* Begin *

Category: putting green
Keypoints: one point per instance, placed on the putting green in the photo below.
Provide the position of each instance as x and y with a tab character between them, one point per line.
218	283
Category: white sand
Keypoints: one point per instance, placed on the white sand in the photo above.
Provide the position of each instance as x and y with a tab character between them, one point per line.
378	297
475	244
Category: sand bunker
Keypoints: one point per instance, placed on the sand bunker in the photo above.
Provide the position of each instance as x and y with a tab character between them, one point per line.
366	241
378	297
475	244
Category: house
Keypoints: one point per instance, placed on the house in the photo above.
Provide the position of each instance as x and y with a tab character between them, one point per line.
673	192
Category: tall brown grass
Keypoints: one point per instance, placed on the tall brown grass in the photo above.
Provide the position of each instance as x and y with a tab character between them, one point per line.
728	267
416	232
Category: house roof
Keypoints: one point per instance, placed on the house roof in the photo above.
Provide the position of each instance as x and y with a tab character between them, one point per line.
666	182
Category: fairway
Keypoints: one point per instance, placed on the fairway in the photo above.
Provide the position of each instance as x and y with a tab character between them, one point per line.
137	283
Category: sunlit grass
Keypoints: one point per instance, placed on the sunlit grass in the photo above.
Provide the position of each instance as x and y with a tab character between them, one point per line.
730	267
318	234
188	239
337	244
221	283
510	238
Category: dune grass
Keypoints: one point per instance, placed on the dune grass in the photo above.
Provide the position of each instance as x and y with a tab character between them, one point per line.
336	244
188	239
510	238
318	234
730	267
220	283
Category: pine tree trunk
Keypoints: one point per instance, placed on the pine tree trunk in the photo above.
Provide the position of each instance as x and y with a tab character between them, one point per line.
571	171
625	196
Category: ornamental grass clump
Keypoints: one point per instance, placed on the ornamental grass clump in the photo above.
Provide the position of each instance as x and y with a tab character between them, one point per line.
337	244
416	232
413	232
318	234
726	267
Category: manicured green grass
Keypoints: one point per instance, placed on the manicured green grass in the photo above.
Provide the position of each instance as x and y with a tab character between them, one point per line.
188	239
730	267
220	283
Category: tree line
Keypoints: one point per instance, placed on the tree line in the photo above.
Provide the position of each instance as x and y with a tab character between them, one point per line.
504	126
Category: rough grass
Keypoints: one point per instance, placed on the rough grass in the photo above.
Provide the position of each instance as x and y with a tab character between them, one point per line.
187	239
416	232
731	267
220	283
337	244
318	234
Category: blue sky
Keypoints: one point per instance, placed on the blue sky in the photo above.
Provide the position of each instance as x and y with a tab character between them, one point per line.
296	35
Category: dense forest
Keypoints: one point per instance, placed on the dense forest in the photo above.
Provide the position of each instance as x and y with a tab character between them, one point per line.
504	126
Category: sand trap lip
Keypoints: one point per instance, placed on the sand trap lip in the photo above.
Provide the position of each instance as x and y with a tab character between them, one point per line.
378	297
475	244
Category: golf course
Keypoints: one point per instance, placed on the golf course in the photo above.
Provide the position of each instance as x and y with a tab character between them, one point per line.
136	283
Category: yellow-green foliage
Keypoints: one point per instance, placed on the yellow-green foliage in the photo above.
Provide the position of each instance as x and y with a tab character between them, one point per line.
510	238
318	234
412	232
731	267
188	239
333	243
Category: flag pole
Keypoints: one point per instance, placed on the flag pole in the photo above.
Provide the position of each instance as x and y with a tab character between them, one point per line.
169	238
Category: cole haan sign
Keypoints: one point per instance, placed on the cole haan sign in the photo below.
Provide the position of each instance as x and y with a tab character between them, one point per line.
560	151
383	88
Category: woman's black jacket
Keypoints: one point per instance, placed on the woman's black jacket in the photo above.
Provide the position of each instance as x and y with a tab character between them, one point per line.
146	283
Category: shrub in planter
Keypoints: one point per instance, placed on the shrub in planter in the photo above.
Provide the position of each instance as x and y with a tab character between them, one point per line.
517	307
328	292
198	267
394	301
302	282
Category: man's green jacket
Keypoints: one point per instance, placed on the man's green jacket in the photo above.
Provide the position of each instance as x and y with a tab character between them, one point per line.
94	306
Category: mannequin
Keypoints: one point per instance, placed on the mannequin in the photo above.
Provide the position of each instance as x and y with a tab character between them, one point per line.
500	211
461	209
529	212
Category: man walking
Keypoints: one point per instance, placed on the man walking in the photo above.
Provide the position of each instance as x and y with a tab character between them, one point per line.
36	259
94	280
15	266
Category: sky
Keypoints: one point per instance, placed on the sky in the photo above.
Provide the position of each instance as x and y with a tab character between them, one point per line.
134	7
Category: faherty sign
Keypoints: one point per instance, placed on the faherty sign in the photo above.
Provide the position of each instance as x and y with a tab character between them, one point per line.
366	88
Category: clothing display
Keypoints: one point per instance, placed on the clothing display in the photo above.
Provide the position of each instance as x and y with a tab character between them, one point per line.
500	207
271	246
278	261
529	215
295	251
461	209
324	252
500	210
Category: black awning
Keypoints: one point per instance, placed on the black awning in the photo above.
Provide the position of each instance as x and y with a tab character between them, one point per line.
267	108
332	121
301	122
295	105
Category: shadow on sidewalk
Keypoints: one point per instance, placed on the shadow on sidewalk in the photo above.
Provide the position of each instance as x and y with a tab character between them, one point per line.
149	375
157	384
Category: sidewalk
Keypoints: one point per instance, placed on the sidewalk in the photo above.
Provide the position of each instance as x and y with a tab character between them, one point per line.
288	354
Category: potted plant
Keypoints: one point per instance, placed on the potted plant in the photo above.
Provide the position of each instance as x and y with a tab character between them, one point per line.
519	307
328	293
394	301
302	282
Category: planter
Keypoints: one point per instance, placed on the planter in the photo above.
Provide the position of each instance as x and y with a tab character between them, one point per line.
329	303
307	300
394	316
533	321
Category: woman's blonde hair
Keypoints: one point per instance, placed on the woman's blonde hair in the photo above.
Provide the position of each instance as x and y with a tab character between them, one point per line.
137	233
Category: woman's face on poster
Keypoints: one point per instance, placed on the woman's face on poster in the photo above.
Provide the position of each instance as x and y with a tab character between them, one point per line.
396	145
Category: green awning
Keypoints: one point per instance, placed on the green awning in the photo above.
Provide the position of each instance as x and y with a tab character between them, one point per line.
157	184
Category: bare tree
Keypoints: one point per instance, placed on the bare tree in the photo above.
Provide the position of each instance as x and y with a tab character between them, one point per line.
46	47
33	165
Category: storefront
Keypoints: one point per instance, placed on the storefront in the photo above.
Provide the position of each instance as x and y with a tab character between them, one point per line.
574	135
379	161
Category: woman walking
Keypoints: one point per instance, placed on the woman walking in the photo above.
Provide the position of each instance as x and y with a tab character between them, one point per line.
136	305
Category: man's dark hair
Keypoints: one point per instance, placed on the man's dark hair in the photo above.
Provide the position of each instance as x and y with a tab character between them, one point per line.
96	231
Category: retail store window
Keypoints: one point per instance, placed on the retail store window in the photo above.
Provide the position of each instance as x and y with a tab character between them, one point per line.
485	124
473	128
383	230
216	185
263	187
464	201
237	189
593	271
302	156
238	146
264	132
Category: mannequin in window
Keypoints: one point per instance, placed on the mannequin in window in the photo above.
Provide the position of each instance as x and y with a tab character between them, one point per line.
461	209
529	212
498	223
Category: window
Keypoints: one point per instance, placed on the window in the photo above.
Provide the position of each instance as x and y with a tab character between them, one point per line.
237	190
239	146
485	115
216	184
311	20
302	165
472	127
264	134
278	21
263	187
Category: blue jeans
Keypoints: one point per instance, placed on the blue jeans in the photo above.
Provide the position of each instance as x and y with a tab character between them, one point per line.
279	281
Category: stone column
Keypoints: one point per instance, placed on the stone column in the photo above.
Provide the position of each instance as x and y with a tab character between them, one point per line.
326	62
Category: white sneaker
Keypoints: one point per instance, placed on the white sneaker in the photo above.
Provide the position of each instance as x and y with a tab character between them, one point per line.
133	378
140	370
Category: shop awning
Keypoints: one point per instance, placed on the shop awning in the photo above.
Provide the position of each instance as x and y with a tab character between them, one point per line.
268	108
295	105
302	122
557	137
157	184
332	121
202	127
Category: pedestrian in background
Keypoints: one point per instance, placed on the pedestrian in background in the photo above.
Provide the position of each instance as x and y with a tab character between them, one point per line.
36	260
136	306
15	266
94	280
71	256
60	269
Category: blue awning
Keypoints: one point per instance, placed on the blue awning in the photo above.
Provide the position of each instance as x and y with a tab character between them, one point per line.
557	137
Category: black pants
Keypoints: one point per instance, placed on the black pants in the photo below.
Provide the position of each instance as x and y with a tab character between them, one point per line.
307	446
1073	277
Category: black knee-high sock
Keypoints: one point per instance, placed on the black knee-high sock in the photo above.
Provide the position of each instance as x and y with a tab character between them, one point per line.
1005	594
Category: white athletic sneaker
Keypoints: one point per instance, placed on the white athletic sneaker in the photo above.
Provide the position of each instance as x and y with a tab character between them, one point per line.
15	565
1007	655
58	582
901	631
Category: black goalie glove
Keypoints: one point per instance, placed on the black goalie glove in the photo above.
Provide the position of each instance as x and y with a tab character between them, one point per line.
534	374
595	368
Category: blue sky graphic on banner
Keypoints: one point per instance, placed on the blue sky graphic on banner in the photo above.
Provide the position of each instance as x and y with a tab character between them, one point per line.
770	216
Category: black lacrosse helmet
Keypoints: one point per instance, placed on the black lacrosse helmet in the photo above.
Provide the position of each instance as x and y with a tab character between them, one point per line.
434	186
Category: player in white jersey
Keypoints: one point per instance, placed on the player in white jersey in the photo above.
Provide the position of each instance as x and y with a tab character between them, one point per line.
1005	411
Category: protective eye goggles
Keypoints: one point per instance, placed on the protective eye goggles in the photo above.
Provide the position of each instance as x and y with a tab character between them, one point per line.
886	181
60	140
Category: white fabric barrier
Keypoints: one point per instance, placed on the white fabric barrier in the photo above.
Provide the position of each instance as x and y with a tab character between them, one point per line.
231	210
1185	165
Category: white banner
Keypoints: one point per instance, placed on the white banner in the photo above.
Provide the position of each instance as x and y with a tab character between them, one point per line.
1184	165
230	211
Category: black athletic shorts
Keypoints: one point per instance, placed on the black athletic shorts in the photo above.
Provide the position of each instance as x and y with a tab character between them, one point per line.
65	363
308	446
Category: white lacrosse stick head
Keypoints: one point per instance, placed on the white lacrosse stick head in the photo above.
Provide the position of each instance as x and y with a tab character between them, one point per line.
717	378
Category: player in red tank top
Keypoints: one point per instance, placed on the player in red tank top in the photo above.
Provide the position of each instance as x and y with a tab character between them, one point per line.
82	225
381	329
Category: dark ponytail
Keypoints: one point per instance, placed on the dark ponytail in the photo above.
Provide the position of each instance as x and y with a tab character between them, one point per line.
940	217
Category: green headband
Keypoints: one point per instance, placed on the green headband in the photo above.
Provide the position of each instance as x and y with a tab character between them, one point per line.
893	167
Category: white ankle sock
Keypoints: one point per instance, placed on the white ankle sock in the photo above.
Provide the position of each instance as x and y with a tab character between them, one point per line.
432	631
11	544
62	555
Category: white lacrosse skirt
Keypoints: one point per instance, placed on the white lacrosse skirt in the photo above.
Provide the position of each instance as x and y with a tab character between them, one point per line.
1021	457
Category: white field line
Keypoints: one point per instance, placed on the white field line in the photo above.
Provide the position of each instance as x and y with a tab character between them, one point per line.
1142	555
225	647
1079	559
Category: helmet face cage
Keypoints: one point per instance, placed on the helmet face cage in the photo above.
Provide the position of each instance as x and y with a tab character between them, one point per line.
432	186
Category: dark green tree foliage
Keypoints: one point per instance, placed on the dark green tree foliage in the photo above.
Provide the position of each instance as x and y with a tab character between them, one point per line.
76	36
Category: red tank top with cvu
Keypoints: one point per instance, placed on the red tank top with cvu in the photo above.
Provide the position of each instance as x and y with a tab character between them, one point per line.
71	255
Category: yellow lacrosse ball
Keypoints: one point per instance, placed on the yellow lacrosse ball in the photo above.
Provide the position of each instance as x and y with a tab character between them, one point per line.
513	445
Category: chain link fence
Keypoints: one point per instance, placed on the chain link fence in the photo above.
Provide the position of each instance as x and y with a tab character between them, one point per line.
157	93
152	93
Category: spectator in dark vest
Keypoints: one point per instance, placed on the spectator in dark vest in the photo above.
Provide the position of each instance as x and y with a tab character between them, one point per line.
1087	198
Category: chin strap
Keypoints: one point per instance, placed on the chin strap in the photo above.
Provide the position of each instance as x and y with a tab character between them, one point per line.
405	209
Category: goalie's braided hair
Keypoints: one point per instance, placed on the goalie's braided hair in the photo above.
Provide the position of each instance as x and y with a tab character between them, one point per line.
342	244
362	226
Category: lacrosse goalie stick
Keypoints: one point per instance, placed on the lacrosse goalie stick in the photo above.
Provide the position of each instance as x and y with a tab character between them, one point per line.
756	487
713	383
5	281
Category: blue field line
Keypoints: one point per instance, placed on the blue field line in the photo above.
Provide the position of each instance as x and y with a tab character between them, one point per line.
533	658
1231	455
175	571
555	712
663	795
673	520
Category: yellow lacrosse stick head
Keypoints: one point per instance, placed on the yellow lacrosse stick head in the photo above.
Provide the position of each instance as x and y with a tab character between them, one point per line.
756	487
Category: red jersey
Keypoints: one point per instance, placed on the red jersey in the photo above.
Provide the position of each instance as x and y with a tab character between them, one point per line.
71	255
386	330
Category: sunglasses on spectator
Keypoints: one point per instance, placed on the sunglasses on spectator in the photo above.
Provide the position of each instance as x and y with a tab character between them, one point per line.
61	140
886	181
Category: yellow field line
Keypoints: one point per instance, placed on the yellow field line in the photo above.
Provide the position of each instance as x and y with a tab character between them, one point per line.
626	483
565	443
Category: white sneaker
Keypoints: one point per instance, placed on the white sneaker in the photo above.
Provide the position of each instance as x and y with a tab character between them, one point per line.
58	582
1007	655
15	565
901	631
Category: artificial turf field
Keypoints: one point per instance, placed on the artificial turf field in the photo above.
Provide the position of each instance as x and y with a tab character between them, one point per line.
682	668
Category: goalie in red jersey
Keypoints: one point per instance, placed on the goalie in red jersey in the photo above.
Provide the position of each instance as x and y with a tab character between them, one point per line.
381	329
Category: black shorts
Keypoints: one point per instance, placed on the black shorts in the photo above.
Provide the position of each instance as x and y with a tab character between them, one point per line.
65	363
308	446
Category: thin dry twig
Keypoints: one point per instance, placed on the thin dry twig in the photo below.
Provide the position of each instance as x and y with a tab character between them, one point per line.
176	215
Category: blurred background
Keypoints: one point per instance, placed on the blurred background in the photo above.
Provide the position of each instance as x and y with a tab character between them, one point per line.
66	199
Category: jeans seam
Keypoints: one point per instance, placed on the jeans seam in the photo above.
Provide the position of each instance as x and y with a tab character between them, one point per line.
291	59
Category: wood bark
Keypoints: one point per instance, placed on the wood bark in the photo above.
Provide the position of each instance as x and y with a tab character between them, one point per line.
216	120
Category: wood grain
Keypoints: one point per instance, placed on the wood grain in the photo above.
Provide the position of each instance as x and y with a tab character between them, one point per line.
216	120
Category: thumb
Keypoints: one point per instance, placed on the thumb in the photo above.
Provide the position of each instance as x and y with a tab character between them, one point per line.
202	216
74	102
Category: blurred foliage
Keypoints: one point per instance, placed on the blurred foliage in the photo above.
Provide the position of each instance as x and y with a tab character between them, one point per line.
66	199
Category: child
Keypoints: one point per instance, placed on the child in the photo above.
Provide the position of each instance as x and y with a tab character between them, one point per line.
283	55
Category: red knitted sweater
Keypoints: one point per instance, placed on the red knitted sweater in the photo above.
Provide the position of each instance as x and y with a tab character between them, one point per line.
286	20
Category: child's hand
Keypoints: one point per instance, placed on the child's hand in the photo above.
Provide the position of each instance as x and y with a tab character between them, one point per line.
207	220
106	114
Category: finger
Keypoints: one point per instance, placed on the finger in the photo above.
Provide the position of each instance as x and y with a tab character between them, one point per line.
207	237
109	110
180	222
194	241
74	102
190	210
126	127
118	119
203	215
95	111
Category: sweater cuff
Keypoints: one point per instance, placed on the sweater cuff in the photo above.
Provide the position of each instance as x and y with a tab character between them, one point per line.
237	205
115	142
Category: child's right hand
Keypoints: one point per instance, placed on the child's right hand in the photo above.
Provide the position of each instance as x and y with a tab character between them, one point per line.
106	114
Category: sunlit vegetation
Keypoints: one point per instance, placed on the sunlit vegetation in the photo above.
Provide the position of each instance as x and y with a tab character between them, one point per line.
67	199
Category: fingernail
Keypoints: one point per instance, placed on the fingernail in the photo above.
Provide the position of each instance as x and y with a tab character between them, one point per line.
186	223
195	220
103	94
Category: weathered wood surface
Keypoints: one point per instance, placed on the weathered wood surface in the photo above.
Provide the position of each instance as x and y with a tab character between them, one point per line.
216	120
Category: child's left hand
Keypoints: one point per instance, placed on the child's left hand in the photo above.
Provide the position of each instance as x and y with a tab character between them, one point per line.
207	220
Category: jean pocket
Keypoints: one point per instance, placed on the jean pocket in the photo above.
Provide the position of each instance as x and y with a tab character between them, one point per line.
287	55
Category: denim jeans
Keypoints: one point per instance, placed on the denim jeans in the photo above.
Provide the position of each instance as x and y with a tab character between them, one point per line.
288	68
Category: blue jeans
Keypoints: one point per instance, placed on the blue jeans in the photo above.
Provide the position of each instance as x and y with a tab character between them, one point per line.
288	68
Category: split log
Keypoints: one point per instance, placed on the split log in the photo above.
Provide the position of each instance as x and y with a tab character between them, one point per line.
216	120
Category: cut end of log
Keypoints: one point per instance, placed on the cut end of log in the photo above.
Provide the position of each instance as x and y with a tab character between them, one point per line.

* End *

The request.
Beginning at the line that contains "Category: jean pocket", retype each line of the listing up to and including the last one, exactly as it stands, and nothing else.

Complete answer.
Category: jean pocket
Keypoints: one point per instance, placed on the jean pocket in the photo above.
Provide the position of each instance as x and y with a tab character between them, one point per line.
287	55
Category: denim jeans
Keypoints: one point per instance, placed on the denim jeans in the photo above.
Provide the position of each instance as x and y with a tab character between them, one point per line.
288	68
Category: blue jeans
Keypoints: one point per instance, placed on the blue jeans in the photo above.
Provide the position of each instance as x and y with a tab character between them, one point per line.
288	68
Category: split log
Keypoints: one point per instance, placed on the split log in the photo above.
Provide the position of each instance as x and y with a tab character between them, one point per line.
216	120
Category: cut end of log
Keypoints: one point per instance, placed on the cut end of log in the photo above.
Provide the position of each instance as x and y with a tab character between them, one point per line.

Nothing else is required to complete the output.